§ **What is required**
Copy every line from the records that holds the word "white".

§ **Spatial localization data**
==*==
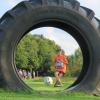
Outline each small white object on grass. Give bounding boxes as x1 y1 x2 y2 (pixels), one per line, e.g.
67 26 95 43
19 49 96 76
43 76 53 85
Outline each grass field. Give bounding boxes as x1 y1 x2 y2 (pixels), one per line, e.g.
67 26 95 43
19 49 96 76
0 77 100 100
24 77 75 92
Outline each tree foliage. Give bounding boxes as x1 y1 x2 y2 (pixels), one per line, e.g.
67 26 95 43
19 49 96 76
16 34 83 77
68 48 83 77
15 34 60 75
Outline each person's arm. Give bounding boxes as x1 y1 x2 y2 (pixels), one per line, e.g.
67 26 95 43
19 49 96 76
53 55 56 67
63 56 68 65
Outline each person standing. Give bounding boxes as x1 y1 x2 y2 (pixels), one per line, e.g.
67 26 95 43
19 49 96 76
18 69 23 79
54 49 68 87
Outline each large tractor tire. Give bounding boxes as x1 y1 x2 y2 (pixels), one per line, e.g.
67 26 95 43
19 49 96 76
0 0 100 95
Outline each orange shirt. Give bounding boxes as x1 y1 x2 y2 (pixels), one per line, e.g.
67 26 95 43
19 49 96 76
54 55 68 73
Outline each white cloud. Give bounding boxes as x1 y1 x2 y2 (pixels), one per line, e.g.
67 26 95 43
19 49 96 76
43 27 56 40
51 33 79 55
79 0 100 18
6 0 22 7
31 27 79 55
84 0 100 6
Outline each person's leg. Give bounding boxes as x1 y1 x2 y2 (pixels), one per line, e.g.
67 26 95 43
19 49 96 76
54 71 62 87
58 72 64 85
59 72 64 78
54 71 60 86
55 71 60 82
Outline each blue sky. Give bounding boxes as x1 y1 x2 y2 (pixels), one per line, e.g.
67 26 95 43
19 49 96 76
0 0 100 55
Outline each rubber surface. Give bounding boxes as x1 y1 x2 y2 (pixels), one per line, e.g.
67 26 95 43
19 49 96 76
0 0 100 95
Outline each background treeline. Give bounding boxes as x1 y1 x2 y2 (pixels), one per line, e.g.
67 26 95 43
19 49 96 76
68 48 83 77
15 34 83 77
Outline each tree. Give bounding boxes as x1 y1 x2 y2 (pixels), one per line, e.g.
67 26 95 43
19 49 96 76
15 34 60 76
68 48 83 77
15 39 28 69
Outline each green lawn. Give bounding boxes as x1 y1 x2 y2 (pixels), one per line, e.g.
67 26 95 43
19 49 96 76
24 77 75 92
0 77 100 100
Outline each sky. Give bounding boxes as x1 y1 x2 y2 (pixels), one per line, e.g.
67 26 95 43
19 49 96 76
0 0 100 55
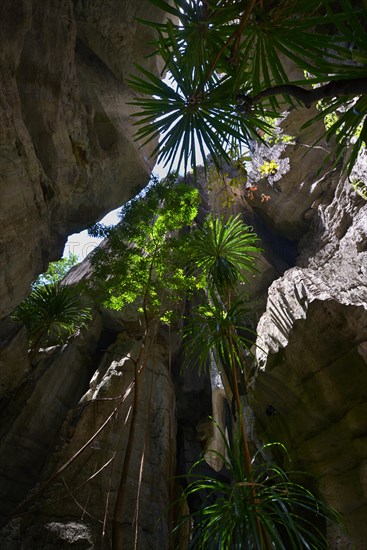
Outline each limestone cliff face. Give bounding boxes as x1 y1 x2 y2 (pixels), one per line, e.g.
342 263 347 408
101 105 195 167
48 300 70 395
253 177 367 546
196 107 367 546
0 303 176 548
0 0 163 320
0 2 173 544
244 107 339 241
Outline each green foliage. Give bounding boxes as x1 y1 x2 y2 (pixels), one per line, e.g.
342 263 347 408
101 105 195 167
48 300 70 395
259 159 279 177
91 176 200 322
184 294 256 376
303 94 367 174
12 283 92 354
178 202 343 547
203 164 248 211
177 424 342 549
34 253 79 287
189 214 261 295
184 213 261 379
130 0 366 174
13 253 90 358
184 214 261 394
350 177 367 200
==*==
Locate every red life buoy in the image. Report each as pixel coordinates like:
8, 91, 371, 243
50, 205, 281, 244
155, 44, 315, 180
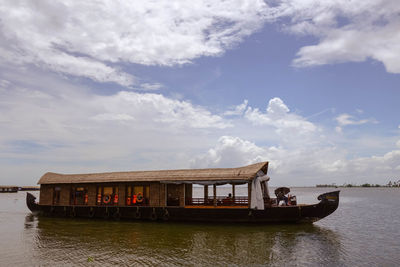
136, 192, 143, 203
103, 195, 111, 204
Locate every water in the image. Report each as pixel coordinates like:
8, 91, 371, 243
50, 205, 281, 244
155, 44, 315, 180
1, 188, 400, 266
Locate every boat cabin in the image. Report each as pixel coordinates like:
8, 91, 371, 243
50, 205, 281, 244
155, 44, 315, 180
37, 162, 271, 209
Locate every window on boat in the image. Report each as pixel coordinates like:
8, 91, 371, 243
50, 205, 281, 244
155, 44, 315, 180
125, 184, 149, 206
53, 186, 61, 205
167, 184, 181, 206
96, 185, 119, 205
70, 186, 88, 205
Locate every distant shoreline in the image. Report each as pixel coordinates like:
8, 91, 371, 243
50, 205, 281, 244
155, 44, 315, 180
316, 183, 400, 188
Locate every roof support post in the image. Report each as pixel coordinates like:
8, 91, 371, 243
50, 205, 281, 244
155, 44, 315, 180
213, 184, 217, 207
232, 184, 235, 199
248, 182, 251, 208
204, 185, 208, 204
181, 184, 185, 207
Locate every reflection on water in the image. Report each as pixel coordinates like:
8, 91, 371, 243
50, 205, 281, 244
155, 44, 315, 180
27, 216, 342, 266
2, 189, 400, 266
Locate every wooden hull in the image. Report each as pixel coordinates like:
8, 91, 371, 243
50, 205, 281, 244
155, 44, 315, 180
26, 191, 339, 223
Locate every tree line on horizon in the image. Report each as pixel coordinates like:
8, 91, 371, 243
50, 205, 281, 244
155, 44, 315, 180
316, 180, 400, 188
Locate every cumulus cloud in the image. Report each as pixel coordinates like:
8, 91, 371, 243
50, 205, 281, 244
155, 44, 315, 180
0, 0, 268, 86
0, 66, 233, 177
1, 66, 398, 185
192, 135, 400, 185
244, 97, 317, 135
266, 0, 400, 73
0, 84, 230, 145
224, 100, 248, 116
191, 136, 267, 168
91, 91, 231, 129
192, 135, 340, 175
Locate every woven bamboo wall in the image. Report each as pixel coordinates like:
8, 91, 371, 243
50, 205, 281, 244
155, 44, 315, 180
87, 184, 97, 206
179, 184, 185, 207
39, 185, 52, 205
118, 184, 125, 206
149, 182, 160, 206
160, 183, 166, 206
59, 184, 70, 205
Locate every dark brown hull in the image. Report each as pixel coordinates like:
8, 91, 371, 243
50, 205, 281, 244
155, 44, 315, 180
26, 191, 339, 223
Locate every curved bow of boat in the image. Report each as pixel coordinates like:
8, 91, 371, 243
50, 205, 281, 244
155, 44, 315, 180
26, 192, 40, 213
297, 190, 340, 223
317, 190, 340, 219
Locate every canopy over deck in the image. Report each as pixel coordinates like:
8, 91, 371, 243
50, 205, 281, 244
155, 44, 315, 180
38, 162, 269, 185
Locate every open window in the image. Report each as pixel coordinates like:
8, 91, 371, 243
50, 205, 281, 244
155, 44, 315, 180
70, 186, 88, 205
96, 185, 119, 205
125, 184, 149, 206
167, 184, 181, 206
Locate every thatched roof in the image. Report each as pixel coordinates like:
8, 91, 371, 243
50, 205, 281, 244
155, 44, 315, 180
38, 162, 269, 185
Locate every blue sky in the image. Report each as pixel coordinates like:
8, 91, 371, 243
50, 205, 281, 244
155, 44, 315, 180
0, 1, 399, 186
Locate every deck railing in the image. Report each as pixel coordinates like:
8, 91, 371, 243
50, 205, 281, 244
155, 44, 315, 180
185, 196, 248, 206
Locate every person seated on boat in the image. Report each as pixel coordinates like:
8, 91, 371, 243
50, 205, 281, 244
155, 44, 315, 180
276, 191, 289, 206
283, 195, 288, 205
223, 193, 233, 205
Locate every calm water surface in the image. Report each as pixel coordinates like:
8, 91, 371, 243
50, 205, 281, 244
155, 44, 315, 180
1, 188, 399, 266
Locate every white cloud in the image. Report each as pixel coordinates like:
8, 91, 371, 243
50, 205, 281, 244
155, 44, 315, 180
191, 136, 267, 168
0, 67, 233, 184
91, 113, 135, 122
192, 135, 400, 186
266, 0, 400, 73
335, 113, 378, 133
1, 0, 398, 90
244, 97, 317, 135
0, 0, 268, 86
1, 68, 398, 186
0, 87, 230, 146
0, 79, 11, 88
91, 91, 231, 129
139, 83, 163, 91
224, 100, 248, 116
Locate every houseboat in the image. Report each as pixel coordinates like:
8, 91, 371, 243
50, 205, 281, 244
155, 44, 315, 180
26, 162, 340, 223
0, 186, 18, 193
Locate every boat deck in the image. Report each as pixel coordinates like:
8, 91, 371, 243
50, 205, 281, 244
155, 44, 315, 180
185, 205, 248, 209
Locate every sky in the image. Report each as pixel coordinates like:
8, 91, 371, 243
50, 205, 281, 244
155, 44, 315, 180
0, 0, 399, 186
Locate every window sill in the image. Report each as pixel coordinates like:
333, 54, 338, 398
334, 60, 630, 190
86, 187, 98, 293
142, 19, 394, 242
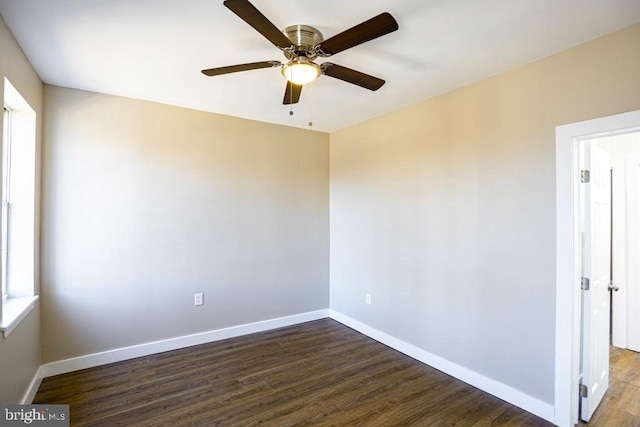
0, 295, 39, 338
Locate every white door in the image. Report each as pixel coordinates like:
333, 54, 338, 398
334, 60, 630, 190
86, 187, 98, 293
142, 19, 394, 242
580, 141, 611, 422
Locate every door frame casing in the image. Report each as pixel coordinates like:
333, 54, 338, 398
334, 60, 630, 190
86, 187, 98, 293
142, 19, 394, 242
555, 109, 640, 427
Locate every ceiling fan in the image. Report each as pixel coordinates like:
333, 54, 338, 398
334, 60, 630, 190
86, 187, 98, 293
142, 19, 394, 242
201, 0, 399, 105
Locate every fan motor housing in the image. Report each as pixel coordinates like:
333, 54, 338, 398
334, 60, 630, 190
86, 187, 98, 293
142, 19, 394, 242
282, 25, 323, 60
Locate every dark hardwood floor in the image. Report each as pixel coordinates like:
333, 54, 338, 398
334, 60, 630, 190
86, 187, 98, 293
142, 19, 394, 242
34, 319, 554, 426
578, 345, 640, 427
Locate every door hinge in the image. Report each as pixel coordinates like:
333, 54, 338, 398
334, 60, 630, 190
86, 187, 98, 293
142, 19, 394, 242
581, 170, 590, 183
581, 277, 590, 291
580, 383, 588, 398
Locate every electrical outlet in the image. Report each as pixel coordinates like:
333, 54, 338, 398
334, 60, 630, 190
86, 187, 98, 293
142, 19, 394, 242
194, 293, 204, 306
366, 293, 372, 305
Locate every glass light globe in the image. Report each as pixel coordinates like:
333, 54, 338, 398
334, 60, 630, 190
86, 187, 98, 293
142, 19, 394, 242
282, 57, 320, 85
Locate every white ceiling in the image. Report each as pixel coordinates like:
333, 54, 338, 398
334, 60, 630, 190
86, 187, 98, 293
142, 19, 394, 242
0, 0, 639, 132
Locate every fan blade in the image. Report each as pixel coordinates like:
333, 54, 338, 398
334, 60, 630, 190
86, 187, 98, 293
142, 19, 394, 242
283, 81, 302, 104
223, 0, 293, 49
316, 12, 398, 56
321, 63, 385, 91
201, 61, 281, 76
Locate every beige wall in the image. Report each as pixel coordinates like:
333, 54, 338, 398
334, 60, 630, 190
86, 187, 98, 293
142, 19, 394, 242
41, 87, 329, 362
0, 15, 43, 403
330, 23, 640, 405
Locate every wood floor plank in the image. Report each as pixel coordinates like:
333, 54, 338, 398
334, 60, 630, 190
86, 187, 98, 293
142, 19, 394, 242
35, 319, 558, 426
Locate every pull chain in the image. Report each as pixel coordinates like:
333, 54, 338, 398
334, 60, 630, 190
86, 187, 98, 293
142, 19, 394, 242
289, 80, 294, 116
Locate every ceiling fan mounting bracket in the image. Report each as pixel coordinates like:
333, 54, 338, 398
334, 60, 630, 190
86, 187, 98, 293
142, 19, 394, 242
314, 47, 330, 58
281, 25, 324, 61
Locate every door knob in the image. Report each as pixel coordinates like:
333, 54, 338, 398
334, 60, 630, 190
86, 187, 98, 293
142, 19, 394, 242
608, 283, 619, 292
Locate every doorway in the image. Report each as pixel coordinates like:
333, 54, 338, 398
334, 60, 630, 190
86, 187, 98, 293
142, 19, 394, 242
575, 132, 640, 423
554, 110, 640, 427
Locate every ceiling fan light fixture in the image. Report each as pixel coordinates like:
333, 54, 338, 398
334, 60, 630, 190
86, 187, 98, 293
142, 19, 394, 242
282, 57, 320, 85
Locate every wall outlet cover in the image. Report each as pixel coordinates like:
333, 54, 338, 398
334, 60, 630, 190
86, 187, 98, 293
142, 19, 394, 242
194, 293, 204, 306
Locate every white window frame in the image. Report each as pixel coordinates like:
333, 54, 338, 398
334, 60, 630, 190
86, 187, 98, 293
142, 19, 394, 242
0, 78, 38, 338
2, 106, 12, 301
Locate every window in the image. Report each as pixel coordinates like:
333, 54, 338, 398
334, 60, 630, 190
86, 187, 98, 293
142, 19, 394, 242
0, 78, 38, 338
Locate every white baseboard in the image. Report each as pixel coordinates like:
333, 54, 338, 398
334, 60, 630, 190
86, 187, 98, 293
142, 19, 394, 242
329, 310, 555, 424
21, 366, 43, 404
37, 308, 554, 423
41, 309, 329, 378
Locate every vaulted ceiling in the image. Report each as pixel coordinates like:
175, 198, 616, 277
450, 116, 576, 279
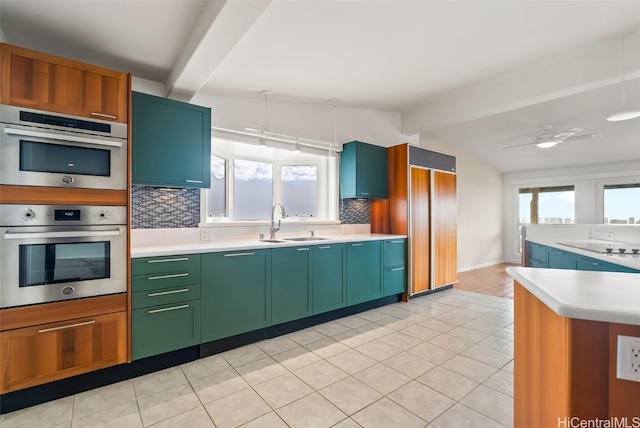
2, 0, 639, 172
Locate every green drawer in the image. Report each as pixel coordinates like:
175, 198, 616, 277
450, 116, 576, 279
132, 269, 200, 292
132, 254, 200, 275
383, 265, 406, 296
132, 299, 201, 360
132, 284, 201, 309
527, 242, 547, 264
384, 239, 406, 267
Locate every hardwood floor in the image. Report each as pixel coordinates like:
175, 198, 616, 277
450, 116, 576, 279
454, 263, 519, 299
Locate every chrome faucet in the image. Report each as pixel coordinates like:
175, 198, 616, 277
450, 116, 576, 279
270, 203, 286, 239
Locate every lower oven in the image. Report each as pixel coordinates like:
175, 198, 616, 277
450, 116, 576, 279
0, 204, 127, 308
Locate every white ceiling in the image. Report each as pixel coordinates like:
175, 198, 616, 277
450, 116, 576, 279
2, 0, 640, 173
==*==
§ **Task result**
Outline each small white object on grass. Give bounding boxes as x1 y1 x2 y2 (pixels), one per line, e.g.
Outline each white cloud. Give bounding boxes as x1 y1 x2 y2 (pixels), one per line, e.g.
Locate every white cloud in the image. Report each as pixel coordinates like:
Locate every white door in the image. Report each as pixel coordinates like:
Locate every white ceiling in the image. Report each as pixel coordinates like:
Locate every white window frame in the image. Report each as pixel coordinates like:
Locate every white baseboard in the image. Report each as pixel coordinates like:
Locate every white ceiling in the image. Report each as pixel coordinates like:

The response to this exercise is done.